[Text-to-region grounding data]
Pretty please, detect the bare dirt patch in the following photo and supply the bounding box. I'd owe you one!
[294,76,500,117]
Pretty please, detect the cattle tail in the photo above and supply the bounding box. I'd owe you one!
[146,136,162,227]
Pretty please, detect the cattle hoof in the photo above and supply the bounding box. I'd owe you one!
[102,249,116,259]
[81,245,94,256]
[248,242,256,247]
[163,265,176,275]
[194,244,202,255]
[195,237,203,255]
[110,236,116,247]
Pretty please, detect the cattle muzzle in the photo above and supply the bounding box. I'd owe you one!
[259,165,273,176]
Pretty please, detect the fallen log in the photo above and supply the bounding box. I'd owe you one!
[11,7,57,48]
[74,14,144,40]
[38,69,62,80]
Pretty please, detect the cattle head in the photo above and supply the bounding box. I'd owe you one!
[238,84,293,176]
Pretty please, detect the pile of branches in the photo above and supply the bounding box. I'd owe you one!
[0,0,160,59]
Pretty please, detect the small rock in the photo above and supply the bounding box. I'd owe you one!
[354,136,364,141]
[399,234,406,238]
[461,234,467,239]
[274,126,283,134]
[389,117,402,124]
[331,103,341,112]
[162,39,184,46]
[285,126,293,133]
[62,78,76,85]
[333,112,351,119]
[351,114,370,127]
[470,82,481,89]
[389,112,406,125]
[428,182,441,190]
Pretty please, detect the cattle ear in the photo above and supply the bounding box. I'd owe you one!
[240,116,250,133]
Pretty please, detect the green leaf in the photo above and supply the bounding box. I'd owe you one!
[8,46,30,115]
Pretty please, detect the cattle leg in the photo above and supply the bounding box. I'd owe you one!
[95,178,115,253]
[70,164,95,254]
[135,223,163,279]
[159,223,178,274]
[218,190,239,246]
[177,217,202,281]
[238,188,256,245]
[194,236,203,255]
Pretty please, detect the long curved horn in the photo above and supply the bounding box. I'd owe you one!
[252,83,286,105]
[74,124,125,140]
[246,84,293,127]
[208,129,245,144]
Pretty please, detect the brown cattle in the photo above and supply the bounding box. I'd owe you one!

*WHAT YOU WILL DO:*
Please copy out every line shown above, exactly.

*REPLY TO THE TASK:*
Pretty please, detect the bare dirt patch in the following photo and supply the bounding box. I'd owe you one!
[294,76,500,117]
Pretty please, detect the cattle tail in the photo above and supply the bounding box. I'd owe you one!
[146,136,162,227]
Pretty please, detect the cattle hoof in the photo above and supply the bounding box. I'd owe you one!
[102,249,116,259]
[81,245,94,256]
[248,242,256,247]
[163,265,176,275]
[194,244,202,255]
[195,237,203,255]
[110,236,116,247]
Pretty please, detect the cattle muzzle in the photo above and supply the bounding box. I'd owe you one!
[259,165,273,176]
Pretty please, detect the fallen log in the photo above and supply the bounding box. I'd owe you one!
[11,7,57,48]
[74,14,144,40]
[38,69,62,80]
Pretty please, detect the cattle head in the photo above and supply the bounding box. I'd owe you one!
[238,84,293,176]
Pretty please, detect the pile of branches in the photo above and supply the bounding box. I'd owe you one!
[0,0,160,59]
Pretty please, detect the small rock in the photo above and supply the bounding box. I'd owe you one!
[354,136,364,141]
[399,234,406,238]
[461,234,467,239]
[274,126,283,134]
[389,117,402,124]
[331,103,341,112]
[162,39,184,46]
[285,126,293,133]
[62,78,76,85]
[333,112,351,119]
[351,114,370,127]
[470,82,481,89]
[389,112,406,125]
[428,182,441,190]
Pretty please, detect the cattle ear in the photo above and supply the bounding box. I'd owe you one!
[240,116,250,133]
Pretty please, detect the green leaf in the photo above and supply the bounding box. I'd owe you one!
[8,46,30,115]
Pretty please, detect the cattle leg in the photo above and supply the bounding box. I'd owe you one!
[95,178,115,253]
[70,164,95,254]
[135,223,163,279]
[159,223,178,274]
[218,190,239,246]
[177,217,202,281]
[238,188,256,245]
[194,236,203,255]
Pretty please, detect the long curved horn in the photo above and supply the bounding box. I'd owe you one!
[252,83,286,105]
[74,124,125,140]
[246,84,293,127]
[208,129,245,144]
Pretty please, detect the brown cattle in the photo above and supply the bounding box. I'd owe you one!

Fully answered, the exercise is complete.